#### ACTIVITIES
a) Answer these from the article on the NHL season:
(i) In which months did the Stanley Cup playoffs and final series take place?
(ii) When does the NHL hope to return to play?
(iii) What system did the league use to finish out the 2019-20 season?
b) According to the article on the NHL season, why is the league likely to be split into different divisions, including an all-Canadian group?

#### DOCUMENT SECTION
=== Begin Enclosure ===

Is the NHL season going to split into American and Canadian divisions?

The NHL had a very successful Stanley Cup playoffs and Stanley Cup final series in August and September. Now, with the league in its offseason, the NHL hopes to return to play after Christmas. 

2020 NHL Stanley Cup Final - Game Six

Unfortunately, questions still surround the NHL’s 2021 start and it looks more likely restrictions on the season will occur due to the current COVID-19 pandemic than previously hoped or expected.

The NHL wants to have a “normal” season, at least as normal as possible. The problem is, there is little chance of a normal season taking place. The league used a bubble system to finish out 2019-20, but using the bubble system is not an option this time around. So, what will the NHL season look like?

NHL Canadian Division

Due to restrictions on crossing the United States-Canada border, the NHL is likely to be split into different divisions, including an all-Canadian group.

=== End Enclosure ===

#### SOURCE INFORMATION

=== Begin Enclosure ===

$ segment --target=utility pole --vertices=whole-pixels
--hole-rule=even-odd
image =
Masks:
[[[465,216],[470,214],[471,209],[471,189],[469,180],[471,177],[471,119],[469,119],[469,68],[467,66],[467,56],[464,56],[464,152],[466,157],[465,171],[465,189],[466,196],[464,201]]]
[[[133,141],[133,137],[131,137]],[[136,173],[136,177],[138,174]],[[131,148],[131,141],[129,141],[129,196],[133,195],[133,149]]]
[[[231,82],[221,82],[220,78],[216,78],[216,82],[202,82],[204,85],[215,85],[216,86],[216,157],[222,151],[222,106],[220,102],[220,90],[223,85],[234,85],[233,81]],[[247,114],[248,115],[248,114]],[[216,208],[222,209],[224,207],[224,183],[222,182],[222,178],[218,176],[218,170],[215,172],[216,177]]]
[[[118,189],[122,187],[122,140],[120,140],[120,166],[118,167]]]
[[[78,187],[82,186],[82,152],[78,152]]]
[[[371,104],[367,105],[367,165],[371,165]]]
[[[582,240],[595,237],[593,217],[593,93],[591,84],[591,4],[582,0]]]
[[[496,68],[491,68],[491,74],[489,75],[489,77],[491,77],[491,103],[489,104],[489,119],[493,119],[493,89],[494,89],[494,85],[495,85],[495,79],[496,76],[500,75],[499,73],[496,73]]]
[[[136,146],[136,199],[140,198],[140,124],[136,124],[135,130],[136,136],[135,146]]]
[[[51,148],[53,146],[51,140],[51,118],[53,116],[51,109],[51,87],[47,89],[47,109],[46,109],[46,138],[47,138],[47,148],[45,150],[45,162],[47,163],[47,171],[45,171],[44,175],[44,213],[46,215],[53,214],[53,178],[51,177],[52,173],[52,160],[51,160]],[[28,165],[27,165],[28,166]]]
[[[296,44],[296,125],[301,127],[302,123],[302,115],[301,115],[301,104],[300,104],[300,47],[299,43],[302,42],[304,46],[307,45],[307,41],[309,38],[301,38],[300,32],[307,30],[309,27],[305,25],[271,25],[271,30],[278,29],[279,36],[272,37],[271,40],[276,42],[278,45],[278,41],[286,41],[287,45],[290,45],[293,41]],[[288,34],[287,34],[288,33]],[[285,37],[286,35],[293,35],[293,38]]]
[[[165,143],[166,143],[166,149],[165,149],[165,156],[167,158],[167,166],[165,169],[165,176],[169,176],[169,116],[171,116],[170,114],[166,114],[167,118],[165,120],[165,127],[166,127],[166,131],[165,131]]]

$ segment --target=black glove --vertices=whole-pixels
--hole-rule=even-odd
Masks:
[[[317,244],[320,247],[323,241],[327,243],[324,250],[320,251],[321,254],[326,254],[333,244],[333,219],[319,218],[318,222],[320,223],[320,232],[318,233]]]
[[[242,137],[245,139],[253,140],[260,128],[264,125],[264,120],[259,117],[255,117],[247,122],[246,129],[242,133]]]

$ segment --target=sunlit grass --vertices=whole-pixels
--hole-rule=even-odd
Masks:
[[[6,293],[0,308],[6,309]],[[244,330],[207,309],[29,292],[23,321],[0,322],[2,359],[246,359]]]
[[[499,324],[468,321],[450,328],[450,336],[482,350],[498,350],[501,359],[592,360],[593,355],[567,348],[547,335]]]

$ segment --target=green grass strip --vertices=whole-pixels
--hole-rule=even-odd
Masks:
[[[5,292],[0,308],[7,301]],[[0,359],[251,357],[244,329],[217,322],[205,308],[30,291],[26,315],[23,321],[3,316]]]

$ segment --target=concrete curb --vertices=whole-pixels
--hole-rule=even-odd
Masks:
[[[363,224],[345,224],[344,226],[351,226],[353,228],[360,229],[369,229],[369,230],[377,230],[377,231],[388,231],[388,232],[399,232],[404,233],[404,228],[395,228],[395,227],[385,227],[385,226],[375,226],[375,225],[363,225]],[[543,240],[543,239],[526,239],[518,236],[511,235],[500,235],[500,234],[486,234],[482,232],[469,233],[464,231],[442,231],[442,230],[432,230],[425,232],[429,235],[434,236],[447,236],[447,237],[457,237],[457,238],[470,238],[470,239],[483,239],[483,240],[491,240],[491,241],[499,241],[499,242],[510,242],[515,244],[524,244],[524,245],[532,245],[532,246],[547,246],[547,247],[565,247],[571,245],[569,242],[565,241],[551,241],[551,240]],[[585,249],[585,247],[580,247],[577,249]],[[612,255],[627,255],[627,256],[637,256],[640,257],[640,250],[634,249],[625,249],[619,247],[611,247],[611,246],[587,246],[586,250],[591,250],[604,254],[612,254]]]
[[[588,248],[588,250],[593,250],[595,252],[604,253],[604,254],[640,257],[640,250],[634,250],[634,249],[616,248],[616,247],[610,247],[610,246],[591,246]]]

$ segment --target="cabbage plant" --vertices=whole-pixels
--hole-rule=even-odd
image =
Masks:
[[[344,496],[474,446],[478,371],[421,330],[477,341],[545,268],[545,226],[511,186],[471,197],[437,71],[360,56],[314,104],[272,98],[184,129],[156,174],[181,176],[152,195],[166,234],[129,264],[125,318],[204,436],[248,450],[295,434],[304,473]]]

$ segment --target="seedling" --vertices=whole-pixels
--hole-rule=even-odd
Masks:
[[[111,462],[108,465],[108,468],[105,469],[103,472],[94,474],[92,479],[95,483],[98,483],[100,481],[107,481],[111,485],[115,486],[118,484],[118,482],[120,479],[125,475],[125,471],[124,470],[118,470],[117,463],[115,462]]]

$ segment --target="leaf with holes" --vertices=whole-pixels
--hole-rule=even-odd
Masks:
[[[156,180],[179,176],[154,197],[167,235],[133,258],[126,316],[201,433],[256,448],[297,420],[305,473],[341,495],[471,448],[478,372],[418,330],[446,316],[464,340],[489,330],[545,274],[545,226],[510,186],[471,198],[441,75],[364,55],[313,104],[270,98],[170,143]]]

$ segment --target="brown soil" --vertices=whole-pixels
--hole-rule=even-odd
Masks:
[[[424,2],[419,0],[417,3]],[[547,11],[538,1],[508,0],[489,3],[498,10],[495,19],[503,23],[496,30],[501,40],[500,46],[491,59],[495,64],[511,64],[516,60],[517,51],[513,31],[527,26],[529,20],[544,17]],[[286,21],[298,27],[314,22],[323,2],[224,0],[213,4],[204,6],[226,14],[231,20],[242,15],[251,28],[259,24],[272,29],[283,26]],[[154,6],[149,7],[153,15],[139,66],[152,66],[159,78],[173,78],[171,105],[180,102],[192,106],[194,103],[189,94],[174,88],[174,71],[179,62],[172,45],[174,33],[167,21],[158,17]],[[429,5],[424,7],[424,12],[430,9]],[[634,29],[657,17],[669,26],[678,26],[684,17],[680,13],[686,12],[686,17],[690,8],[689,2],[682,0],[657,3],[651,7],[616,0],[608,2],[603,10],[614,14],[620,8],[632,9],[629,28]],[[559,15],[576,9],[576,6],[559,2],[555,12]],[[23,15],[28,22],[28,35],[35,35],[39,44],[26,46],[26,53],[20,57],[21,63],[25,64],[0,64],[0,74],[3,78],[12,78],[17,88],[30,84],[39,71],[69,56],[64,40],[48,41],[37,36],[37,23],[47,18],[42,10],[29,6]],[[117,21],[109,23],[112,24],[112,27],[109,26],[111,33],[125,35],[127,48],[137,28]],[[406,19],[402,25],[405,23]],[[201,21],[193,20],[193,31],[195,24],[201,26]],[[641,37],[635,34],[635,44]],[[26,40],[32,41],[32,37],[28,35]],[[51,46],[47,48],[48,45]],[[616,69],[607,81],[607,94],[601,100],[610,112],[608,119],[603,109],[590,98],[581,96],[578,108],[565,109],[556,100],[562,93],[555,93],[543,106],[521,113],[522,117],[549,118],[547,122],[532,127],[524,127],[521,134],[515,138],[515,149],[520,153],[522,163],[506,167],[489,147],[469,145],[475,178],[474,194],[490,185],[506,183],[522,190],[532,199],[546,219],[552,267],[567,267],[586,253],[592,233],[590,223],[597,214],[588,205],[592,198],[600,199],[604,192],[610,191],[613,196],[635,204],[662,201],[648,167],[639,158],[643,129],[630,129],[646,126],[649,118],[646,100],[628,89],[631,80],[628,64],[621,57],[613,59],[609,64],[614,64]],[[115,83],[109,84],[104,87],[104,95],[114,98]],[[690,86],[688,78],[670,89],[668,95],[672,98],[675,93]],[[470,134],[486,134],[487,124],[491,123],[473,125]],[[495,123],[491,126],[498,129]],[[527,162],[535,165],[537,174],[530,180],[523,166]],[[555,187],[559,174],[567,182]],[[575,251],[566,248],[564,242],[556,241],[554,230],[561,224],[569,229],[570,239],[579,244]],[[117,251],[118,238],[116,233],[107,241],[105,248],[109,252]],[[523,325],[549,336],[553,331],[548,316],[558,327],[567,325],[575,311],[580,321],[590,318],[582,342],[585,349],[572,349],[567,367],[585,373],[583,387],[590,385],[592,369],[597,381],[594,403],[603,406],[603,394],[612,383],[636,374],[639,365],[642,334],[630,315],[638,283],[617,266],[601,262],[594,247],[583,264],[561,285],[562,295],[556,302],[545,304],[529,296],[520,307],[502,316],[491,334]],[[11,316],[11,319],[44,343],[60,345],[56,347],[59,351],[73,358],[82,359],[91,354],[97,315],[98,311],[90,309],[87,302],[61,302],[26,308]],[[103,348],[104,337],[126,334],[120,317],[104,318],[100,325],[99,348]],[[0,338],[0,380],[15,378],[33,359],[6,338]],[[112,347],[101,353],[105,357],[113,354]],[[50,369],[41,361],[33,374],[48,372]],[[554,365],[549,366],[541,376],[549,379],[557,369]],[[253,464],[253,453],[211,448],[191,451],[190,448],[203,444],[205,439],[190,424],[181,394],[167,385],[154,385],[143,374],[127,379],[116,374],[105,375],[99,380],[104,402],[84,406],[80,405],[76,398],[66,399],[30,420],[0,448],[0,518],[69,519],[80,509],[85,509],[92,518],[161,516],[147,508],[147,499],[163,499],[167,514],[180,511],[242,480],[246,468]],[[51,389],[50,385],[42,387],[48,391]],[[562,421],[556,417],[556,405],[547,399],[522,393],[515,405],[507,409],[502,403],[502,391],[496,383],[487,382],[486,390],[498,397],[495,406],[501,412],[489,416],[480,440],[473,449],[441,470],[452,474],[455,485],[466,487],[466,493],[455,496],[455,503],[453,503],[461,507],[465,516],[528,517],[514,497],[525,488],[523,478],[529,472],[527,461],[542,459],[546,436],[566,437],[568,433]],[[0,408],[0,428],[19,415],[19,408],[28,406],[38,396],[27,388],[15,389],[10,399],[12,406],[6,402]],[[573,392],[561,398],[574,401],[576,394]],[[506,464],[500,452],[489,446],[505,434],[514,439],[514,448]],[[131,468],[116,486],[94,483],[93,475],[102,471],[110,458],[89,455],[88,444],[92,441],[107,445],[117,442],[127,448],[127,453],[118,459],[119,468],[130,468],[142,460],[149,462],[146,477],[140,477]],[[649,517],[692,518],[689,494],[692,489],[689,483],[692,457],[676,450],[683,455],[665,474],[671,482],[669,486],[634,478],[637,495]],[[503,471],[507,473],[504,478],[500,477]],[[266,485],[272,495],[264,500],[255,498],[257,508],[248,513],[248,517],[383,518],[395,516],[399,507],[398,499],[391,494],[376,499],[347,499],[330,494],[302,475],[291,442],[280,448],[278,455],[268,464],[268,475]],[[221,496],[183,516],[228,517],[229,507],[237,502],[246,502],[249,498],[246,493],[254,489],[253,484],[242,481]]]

=== End Enclosure ===

#### RESULTS OF THE TASKS
a)
(i) August and September.
(ii) After Christmas.
(iii) A bubble system.

b) Crossing the United States-Canada border is restricted, so the NHL is likely to split into different divisions, one of them all Canadian.